# [WORK TO DO]
Shift every answer coordinate up by 24 in the stretch of the records from the line containing "For the evaluation set, pick out each instance of the yellow" through the end of the records, and write out that whole stretch again with the requests included. Leave all other numbers unchanged.

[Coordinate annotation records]
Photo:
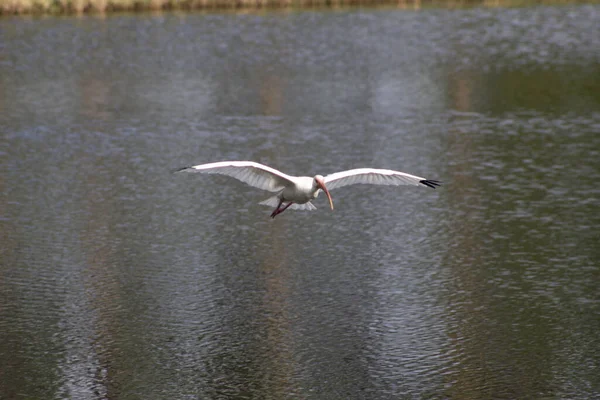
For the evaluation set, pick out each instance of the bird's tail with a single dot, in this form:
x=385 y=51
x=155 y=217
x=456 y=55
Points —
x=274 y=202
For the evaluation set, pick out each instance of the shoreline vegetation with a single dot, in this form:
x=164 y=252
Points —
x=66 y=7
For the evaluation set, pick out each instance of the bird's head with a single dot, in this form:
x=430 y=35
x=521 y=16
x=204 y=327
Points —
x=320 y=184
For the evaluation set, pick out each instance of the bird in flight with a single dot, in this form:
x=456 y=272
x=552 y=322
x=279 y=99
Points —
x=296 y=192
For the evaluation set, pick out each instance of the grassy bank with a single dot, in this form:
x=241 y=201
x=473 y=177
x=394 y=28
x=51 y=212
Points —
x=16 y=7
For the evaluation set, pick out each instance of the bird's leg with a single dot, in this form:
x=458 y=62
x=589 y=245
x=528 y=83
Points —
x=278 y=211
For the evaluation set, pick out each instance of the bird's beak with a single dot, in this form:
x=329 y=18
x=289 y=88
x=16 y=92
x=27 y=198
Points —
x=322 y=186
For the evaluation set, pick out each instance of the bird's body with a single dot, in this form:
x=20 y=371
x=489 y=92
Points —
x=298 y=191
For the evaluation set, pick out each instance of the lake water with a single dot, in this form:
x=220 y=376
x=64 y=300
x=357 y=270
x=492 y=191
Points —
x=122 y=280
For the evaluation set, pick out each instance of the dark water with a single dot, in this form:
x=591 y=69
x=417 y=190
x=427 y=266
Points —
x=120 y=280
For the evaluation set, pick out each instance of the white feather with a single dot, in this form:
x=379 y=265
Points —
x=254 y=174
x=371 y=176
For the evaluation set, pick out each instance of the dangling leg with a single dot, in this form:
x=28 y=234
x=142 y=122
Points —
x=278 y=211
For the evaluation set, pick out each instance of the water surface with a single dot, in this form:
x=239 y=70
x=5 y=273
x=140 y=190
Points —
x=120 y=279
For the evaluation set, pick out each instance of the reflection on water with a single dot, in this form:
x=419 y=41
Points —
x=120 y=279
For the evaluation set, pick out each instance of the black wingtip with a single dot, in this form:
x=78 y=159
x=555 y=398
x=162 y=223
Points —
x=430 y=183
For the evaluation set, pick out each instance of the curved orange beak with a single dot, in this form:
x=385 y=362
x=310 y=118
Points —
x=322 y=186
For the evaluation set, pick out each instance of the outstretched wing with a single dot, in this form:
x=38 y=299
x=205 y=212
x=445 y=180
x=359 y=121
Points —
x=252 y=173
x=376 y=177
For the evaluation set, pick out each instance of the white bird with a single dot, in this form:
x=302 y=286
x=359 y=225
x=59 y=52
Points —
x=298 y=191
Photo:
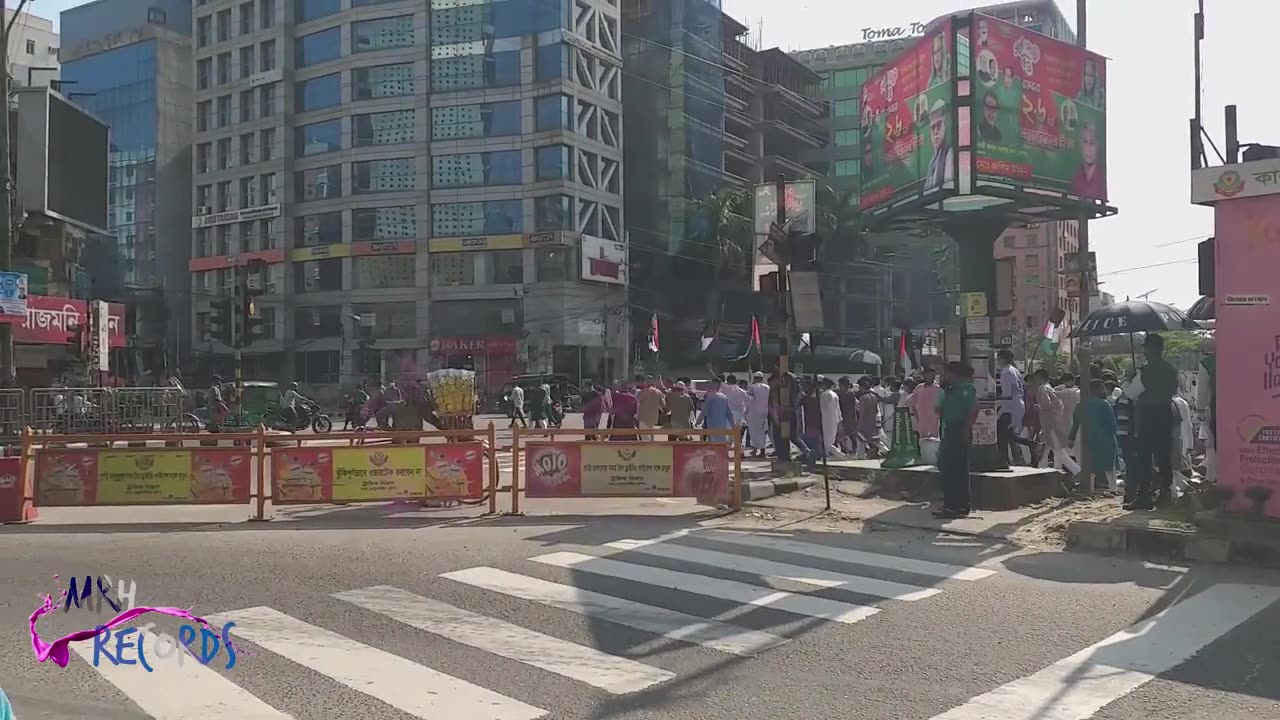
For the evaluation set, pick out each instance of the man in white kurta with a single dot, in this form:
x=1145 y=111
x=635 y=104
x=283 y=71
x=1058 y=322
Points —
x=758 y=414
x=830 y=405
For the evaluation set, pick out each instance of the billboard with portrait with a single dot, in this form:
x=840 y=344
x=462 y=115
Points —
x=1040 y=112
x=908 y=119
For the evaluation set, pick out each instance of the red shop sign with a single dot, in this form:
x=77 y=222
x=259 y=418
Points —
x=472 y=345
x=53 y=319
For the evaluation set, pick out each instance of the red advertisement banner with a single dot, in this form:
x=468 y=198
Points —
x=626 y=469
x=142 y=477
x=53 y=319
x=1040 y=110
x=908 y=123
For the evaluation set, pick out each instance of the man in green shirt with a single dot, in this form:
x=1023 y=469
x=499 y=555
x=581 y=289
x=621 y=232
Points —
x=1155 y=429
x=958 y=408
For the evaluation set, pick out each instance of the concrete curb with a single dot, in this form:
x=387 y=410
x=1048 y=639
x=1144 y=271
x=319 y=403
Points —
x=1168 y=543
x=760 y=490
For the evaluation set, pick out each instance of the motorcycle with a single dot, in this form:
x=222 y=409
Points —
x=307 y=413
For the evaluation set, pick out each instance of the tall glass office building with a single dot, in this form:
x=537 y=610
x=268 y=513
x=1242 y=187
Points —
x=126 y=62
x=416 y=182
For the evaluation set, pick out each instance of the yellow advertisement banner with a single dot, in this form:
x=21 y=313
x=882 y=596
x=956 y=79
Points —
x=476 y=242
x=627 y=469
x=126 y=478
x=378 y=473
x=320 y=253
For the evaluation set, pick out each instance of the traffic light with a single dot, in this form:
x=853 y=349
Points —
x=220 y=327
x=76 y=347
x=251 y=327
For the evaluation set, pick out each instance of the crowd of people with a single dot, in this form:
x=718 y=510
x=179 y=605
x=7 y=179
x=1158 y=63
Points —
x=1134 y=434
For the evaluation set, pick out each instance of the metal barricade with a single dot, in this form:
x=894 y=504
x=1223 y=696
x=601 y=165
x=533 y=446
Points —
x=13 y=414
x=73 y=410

# [RESULT OF THE TASK]
For the evaluation set, pick out each instance of the yellow advertisement banner with a single dot, in this form:
x=21 y=313
x=882 y=596
x=956 y=79
Points —
x=500 y=266
x=651 y=493
x=150 y=502
x=402 y=497
x=344 y=277
For the evaluation set, pick out each instance of the traffic light with a single dot, in this form:
x=853 y=349
Points —
x=244 y=351
x=100 y=371
x=275 y=351
For the evaluation set, pick out each instance of the crowd of people with a single dot, in this form:
x=718 y=510
x=179 y=605
x=7 y=179
x=1158 y=63
Points —
x=1158 y=458
For the evaluation set, pick out each instance of the metal barricade with a single dot, in this form:
x=894 y=504
x=1223 y=696
x=601 y=165
x=533 y=446
Points —
x=37 y=438
x=97 y=434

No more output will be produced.